Reproduce the records from the line containing "Could you confirm whether any shrub" through the line containing "363 72 466 110", both lines included, with the requests, and add 94 to every bounding box coordinate in the answers. Leave the numbers in the requests and their sample formats unchanged.

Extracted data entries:
* * * * * * * * *

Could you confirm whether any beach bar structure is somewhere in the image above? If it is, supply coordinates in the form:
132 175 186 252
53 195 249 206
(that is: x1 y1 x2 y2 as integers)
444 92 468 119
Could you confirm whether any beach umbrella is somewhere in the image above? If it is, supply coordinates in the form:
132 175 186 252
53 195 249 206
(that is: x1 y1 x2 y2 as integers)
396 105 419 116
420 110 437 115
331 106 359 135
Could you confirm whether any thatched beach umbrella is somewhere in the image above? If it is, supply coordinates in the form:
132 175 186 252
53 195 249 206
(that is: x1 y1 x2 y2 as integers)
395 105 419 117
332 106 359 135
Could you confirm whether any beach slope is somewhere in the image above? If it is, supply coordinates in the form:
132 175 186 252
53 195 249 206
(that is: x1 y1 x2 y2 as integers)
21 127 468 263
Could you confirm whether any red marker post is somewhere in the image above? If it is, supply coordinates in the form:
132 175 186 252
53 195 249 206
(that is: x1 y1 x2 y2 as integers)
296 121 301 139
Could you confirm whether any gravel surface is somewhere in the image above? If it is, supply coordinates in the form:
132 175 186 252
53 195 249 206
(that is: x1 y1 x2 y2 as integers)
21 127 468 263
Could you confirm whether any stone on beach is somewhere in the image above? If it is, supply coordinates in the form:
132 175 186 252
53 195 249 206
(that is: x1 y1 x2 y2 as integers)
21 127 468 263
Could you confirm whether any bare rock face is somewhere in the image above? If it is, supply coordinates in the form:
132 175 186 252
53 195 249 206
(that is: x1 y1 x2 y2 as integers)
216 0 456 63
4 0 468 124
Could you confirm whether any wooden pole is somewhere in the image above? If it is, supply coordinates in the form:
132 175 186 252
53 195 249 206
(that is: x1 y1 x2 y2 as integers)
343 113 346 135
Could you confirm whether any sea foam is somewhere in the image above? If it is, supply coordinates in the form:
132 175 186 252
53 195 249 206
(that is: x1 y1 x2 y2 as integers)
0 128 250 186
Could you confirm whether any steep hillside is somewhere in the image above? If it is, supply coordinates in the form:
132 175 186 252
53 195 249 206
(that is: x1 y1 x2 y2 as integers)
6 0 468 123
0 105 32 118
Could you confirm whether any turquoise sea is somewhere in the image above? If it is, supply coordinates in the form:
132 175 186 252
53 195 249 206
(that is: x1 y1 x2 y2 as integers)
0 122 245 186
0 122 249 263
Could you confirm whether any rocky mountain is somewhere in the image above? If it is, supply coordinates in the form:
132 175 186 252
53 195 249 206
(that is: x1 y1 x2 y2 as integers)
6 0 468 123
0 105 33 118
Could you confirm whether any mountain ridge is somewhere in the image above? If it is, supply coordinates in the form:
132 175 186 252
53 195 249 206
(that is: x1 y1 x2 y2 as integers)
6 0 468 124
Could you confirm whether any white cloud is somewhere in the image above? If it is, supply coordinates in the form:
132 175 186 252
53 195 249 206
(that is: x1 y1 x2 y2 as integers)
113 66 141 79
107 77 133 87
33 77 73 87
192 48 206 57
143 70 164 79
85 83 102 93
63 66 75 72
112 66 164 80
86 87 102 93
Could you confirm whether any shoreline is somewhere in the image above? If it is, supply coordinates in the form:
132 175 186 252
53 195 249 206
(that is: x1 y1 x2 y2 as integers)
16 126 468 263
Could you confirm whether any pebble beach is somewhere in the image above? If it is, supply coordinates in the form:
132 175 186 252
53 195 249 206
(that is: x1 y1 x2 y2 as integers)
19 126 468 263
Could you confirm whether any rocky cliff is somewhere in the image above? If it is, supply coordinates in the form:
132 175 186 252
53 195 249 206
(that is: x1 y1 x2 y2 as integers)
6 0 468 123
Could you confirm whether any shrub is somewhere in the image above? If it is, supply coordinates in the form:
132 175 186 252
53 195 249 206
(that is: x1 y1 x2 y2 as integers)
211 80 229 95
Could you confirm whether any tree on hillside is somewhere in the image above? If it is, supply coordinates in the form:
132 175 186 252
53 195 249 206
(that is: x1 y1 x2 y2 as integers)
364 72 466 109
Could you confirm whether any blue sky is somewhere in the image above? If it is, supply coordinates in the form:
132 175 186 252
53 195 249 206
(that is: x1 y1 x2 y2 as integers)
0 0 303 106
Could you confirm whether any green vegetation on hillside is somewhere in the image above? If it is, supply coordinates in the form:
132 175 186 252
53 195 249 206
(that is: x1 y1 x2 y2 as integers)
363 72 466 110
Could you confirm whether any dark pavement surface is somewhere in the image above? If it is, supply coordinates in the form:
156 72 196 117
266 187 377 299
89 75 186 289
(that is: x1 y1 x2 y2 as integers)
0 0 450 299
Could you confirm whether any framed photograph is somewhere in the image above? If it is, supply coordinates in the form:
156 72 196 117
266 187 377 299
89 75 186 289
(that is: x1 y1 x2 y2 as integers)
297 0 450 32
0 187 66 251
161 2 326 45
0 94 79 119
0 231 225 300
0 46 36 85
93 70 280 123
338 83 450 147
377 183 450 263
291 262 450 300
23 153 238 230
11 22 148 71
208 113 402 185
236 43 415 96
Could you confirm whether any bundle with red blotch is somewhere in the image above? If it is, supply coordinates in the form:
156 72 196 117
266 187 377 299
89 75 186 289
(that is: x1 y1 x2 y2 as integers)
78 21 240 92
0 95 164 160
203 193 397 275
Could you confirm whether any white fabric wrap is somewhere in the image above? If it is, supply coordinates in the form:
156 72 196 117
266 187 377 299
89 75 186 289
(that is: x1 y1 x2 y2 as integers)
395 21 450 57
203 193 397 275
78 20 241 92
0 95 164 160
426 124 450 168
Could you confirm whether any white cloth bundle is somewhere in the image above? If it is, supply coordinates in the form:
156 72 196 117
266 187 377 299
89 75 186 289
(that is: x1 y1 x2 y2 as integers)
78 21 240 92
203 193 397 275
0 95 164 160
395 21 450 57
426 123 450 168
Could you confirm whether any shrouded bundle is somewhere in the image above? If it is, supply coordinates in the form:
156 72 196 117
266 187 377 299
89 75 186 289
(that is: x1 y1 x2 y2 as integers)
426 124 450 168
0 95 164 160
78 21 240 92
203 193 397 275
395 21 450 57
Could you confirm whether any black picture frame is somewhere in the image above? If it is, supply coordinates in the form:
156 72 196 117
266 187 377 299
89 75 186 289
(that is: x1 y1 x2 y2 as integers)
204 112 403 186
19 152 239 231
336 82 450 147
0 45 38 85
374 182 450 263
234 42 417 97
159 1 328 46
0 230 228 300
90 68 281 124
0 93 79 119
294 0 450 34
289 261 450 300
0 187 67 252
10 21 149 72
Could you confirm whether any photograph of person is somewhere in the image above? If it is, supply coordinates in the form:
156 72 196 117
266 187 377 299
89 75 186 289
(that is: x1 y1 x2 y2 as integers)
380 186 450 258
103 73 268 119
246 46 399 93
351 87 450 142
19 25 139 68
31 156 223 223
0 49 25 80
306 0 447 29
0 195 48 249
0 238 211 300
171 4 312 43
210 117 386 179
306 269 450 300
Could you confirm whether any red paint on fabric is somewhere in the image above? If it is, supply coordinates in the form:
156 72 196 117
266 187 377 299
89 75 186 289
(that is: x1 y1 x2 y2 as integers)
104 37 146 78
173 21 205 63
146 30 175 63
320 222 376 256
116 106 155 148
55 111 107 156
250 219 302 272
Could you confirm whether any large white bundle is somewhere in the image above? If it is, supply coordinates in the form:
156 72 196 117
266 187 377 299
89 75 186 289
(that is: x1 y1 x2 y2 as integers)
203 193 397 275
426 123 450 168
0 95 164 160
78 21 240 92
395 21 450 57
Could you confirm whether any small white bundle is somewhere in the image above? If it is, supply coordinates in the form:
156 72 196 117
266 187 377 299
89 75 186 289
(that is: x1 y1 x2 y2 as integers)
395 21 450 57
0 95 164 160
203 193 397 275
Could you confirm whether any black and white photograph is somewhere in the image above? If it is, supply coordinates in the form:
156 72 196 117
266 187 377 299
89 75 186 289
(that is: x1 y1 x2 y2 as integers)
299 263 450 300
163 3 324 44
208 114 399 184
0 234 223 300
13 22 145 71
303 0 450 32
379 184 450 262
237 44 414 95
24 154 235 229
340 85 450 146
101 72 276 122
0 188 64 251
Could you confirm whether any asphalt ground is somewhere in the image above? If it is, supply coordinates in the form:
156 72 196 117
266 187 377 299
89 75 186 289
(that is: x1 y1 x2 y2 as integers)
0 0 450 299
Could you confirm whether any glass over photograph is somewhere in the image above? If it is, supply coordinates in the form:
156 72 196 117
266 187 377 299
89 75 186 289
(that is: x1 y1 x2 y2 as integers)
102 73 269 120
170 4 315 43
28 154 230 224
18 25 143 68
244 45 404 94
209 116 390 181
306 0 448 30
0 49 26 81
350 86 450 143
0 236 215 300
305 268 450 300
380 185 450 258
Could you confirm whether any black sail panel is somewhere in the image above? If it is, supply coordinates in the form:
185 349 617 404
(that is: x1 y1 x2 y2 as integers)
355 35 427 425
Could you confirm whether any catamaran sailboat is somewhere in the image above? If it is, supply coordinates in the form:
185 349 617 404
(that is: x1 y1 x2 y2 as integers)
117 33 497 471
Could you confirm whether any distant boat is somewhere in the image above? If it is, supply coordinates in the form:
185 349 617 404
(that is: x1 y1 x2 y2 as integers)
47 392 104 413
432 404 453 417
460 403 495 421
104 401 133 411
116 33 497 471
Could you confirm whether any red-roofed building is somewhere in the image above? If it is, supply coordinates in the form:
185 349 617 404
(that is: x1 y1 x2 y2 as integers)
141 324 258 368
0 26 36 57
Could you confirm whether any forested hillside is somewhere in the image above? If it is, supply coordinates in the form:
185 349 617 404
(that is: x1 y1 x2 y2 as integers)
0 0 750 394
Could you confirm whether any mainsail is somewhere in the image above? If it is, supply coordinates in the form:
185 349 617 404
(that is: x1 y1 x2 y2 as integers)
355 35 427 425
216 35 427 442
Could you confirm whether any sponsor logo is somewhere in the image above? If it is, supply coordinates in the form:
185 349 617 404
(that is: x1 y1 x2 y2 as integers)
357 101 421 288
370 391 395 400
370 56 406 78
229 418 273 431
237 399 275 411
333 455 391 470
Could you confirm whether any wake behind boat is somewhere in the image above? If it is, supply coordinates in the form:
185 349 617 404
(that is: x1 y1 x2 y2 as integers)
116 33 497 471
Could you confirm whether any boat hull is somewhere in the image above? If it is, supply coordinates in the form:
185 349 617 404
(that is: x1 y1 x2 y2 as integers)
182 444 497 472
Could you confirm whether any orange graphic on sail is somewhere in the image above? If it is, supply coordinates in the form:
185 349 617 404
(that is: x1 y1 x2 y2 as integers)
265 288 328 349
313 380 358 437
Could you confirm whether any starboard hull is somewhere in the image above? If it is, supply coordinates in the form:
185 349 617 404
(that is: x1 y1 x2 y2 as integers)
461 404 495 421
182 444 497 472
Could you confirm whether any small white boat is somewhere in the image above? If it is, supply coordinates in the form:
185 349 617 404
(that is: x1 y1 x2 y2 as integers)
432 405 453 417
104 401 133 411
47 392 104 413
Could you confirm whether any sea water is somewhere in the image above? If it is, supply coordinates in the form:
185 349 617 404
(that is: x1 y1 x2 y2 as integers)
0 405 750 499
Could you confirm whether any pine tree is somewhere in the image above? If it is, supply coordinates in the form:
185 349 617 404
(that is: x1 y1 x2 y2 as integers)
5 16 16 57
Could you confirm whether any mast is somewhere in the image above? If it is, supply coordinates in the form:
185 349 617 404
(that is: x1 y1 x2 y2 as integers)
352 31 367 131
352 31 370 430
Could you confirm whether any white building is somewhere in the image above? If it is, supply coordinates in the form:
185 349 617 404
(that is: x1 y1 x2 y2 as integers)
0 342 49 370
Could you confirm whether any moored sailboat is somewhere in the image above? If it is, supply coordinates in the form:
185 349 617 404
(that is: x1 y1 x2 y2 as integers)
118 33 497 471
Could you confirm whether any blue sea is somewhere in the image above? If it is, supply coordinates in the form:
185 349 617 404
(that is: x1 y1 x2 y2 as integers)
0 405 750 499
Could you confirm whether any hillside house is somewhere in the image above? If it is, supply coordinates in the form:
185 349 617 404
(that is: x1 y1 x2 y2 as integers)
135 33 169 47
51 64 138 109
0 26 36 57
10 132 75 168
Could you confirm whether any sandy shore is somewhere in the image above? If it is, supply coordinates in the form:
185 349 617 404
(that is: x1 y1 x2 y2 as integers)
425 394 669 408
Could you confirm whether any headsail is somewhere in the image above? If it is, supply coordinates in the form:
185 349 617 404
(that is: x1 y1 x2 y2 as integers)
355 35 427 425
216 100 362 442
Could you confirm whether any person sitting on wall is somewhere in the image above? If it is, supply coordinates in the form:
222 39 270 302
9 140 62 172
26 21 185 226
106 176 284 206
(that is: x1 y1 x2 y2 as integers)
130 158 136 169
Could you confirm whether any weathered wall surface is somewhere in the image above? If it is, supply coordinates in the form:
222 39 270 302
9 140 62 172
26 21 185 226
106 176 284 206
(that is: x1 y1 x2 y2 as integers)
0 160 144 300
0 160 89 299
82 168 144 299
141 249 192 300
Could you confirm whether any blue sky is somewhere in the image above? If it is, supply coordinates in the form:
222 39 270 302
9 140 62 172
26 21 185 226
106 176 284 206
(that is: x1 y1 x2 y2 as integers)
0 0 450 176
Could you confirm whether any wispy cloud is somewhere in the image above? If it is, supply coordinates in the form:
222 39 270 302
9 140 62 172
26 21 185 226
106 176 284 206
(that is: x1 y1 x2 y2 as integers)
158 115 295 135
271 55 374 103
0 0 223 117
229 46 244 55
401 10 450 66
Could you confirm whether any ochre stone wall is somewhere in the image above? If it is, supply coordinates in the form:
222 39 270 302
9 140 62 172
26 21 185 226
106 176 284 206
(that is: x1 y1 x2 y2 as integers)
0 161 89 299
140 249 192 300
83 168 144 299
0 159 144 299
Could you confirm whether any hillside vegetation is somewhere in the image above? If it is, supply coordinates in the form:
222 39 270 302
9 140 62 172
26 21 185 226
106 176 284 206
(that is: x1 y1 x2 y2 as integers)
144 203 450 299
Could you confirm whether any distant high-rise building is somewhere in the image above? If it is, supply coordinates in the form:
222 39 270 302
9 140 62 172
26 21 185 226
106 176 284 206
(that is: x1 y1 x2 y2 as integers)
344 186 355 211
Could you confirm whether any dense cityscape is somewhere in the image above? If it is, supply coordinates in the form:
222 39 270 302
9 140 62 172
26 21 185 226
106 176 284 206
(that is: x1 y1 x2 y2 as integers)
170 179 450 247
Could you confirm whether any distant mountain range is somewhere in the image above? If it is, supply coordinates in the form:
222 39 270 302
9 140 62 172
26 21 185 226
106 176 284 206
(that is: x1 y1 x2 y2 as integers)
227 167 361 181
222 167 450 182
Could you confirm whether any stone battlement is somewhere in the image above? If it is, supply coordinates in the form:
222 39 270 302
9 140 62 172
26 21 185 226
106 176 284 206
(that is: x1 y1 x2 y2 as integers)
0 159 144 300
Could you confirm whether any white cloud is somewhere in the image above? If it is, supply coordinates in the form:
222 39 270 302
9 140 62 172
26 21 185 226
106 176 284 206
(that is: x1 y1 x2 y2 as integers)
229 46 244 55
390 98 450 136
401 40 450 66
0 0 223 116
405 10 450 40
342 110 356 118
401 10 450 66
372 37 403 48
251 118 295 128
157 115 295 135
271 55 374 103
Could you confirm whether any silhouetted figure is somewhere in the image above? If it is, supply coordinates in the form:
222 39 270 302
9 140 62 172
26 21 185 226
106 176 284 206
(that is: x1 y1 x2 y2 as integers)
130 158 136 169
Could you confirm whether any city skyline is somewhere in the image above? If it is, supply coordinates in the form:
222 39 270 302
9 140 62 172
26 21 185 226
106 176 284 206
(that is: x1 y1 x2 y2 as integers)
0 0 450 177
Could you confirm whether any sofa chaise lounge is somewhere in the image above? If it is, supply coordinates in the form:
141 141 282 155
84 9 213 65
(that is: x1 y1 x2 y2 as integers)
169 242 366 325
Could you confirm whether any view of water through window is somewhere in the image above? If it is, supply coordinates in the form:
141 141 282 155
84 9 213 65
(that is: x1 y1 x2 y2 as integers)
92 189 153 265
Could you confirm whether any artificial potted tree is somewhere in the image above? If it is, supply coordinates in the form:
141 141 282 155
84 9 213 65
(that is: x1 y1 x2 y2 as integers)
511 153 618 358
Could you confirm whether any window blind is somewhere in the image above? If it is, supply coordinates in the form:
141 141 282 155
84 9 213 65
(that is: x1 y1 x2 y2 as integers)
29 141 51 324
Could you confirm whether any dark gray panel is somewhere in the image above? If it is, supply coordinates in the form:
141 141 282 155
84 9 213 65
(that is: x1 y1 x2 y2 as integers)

* * * * * * * * *

Result of the task>
Could you confirm whether any shrub is somewhere in the image above? If it is, supply coordinates in the form:
132 175 186 252
53 195 249 206
(that is: x1 y1 x2 y2 as integers)
305 174 323 189
Could you confirm whether any tree on hillside is somewhere in the image above? If it is, supply coordinates in the form:
132 175 186 252
53 195 249 206
(that is: x1 y1 x2 y2 as integers)
458 166 560 203
Could you confirm whether any blue sky is somewhere in the image above? If it is, supply coordinates in the form:
132 175 186 252
53 195 249 206
(that is: x1 y1 x2 y2 as integers)
94 94 397 200
Could you confirm whether any green vegetation on hillside is somewhere in the image above? If it is, supply coordinates in the form:
132 175 186 252
53 195 249 206
(that is: x1 y1 x2 y2 as integers)
457 166 560 204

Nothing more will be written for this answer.